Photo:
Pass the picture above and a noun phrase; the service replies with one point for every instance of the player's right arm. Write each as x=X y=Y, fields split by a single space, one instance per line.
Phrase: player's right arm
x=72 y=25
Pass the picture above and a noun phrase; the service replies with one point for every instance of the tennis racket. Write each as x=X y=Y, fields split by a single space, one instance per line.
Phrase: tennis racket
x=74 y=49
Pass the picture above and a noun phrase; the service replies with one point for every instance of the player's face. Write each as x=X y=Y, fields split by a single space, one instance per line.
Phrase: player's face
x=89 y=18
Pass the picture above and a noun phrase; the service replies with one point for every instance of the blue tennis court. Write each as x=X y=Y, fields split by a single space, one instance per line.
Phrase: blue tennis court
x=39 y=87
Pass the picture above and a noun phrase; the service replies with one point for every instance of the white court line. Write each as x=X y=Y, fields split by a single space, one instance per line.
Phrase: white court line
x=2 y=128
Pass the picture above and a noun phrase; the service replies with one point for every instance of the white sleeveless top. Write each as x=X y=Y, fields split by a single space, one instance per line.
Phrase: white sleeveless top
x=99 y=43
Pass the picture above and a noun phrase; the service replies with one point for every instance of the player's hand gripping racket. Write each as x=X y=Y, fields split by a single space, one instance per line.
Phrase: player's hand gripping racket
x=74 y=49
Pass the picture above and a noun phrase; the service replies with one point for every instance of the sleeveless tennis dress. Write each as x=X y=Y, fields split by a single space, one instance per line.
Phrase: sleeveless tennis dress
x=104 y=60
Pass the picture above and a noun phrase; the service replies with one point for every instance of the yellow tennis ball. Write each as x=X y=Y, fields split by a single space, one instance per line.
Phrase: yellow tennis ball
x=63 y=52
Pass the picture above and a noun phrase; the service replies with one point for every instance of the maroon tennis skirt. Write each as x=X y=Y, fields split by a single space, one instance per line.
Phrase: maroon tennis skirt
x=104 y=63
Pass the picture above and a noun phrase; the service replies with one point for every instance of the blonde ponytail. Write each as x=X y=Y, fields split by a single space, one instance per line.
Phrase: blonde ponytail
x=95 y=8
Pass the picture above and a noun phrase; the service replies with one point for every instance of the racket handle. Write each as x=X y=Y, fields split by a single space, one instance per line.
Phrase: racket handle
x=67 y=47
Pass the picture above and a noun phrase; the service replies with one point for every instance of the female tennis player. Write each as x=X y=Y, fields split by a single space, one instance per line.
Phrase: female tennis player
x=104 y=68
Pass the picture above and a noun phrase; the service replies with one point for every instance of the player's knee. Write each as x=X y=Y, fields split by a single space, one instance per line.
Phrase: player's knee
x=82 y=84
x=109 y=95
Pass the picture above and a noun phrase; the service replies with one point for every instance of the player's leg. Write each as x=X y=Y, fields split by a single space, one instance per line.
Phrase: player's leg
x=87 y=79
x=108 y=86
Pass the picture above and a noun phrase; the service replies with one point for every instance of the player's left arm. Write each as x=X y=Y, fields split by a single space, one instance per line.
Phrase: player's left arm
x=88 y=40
━━━
* PROBLEM DESCRIPTION
In the records above, copy exactly the lines from the one that contains "the player's knee." through the last, and nothing else.

* ANSWER BELOW
Pass the picture above and a noun phrase; the service replies with one point for every instance of the player's knee. Write each as x=X y=Y, fields split by a single space, one instance per line.
Phrase: player's knee
x=82 y=84
x=109 y=95
Pass the picture above and a noun phrase; the service replies with one point for every instance of the player's leg. Write each as x=X y=Y, fields split by a single space, one instance per line.
Phrase: player's leg
x=87 y=79
x=108 y=86
Pass the picture above and a noun phrase; the service replies with one point for every instance of the player's left arm. Write each as x=X y=Y, fields split by a single space, one instance per line.
Phrase: player's left arm
x=88 y=40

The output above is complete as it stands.